### WHAT YOU ARE ASKED TO DO:
Return all of the following material line for line, without changing a single character.

### EXERCISE INPUT:
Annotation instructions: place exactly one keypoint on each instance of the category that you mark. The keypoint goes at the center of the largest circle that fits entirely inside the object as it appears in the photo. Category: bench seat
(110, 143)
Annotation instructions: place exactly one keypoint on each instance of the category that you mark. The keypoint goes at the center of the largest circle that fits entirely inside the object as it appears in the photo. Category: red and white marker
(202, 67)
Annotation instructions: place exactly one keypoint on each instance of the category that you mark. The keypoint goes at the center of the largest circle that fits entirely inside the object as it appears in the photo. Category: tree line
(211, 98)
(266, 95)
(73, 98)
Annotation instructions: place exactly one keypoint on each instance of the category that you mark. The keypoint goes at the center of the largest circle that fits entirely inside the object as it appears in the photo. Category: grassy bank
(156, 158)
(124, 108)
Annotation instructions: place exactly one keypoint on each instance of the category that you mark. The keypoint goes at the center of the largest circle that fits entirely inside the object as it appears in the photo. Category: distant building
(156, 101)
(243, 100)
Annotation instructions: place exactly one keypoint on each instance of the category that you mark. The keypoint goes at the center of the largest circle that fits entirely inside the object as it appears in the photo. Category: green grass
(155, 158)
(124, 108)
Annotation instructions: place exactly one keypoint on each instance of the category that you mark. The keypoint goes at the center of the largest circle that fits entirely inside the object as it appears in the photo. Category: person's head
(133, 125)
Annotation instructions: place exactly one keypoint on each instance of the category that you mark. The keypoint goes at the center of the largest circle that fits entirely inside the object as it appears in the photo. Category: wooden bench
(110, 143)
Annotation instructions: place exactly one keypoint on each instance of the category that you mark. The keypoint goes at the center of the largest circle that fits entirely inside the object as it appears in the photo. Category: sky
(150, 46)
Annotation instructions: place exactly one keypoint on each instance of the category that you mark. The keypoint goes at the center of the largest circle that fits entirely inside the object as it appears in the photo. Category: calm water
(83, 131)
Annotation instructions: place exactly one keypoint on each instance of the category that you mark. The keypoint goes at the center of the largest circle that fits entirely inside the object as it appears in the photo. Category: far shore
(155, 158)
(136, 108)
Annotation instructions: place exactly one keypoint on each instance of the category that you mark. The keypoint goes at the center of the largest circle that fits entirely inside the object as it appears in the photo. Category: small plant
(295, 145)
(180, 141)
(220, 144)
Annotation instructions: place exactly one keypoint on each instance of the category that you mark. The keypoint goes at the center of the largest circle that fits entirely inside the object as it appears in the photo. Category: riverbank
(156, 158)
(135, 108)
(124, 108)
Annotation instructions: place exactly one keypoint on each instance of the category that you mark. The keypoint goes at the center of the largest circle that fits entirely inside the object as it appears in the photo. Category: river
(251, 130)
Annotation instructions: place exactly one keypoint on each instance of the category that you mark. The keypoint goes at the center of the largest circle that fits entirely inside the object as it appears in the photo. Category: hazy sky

### RIGHT ANSWER:
Annotation instructions: place exactly one keypoint on each instance of the category that you mark. The keypoint goes at the center of the largest circle that fits entirely inside the object as it appears in the photo. Category: bench seat
(110, 143)
Annotation instructions: place exactly one keypoint on each instance of the category that you mark. The keypoint goes at the center of the largest circle that fits entirely inside the object as it appears in the photo. Category: red and white marker
(202, 67)
Annotation instructions: place exactly one keypoint on each instance of the category that you mark. The keypoint goes at the center of the largest circle that fits entirely inside the object as it appears in the photo. Category: tree line
(211, 98)
(266, 95)
(73, 98)
Annotation instructions: place exactly one keypoint on each instance of the category that you mark. The keypoint goes at the center of the largest circle that fits entirely inside the object as it appears in the photo. Category: grassy bank
(156, 158)
(124, 108)
Annotation instructions: place exactly one keypoint on each instance of the category that you mark. The keypoint goes at the center of the largest circle that fits entirely inside the object as it appears in the photo. Category: distant building
(156, 101)
(243, 100)
Annotation instructions: place exactly one keypoint on each instance of the category that you mark. The keypoint goes at the center of the largest circle that fits entirely inside the object as it appears in the photo. Category: green grass
(155, 158)
(124, 108)
Annotation instructions: place exactly one keypoint on each instance of the category that you mark. The keypoint goes at the center of the largest circle that fits entirely inside the object as it appears in the photo. Category: person's head
(133, 125)
Annotation instructions: place exactly one keypoint on each instance of the category that you mark. The keypoint goes at the center of the largest circle that fits entirely inside the object as it appears in the photo. Category: wooden bench
(110, 143)
Annotation instructions: place exactly one keypoint on each instance of the category that you mark. The keypoint goes at the center of the largest circle that fits entirely inside the object as it appears in the photo. Category: sky
(150, 46)
Annotation instructions: place exactly one keypoint on each instance of the category that you mark. The keypoint goes at the center of the largest circle that fits entirely inside the object as it appears in the photo. Category: calm water
(83, 131)
Annotation instructions: place exactly one keypoint on each instance of the category that you mark. The keypoint goes at the center of the largest circle that fits entirely inside the object as it appears in the photo. Category: far shore
(155, 158)
(136, 108)
Annotation instructions: place exactly one keypoint on each instance of the category that you mark. The keypoint goes at the center of the largest circle that fits entirely inside the object as it appears in the photo. Category: small plant
(295, 145)
(180, 141)
(220, 144)
Annotation instructions: place exactly one keypoint on each instance of the category that you mark. The keypoint goes at the center of the largest circle that fits entirely inside the object as it appears in the photo. Category: riverbank
(156, 158)
(135, 108)
(124, 108)
Annotation instructions: place exactly one keypoint on each instance of the category that you mark. The keypoint goes at the center of the largest circle that fits entirely inside the object as it appears in the photo. Category: river
(251, 130)
Annotation instructions: place exactly one keypoint on each instance of the category that you mark. The keypoint goes at the center of the largest circle that fits entirely inside the object as it appears in the photo. Category: hazy sky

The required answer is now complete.